=== Problem to solve ===
Repeat only the stretch of lines below that runs from the line with "at the street" through the line with "the cloud, giving", unaltered.

=== Material supplied ===
###

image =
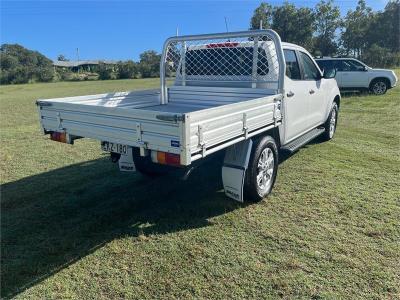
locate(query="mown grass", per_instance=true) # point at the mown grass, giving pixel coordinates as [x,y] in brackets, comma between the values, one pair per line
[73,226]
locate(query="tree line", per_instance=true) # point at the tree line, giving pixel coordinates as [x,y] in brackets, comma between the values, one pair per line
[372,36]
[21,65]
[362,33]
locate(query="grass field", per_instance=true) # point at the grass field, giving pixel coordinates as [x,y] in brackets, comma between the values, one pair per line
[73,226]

###

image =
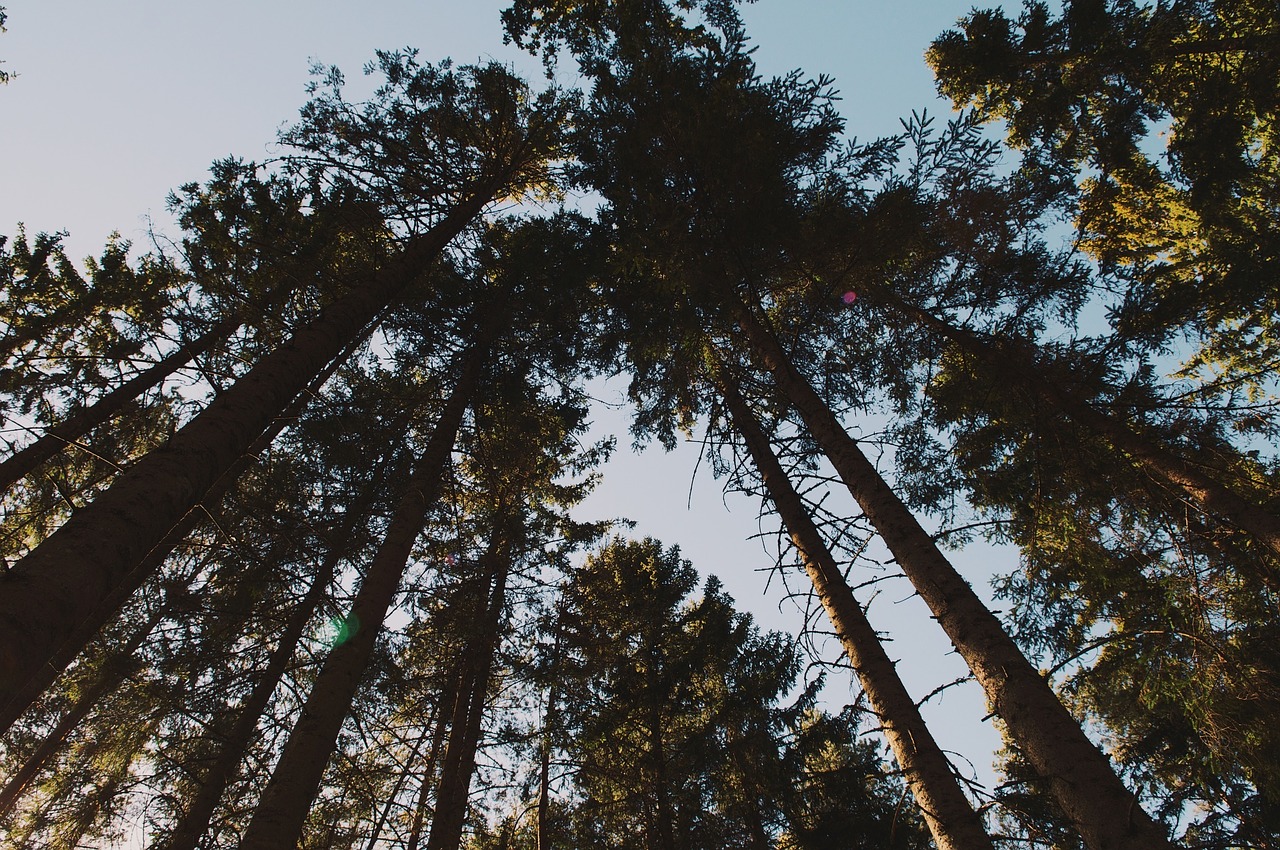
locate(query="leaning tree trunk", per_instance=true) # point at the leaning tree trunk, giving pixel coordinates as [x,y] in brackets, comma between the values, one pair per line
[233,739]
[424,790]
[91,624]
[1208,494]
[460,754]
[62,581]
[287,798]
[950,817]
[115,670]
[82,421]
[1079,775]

###

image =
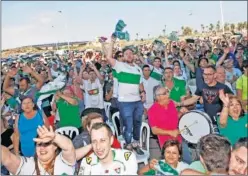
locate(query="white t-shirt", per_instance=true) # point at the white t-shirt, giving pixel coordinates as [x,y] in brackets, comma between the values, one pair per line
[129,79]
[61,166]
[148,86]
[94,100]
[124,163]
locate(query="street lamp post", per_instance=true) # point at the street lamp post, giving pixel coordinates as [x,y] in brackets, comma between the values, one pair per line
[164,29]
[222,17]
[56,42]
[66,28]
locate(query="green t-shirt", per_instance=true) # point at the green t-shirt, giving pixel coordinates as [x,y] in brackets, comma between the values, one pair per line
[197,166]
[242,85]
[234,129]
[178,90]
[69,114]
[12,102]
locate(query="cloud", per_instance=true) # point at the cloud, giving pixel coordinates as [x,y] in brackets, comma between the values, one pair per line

###

=== Answer to the problem ===
locate(query="street lamp post", per_instance=true) # point at the street lamp post, giving pixel coordinates as [x,y] in brackets, comma between the values, one pair per line
[164,29]
[222,17]
[56,42]
[66,28]
locate(query="green t-shirt", per_instance=true) # point at the green t-shirt, giving pixel coordinates as [x,y] in brackets, comma between the values, one pair per line
[197,166]
[242,85]
[234,129]
[178,90]
[69,114]
[12,102]
locate(query="cloud", per_instance=true) # point at the cloud, giving pixel coordinates as [x,y] in brackets, comma between the values, one pair per line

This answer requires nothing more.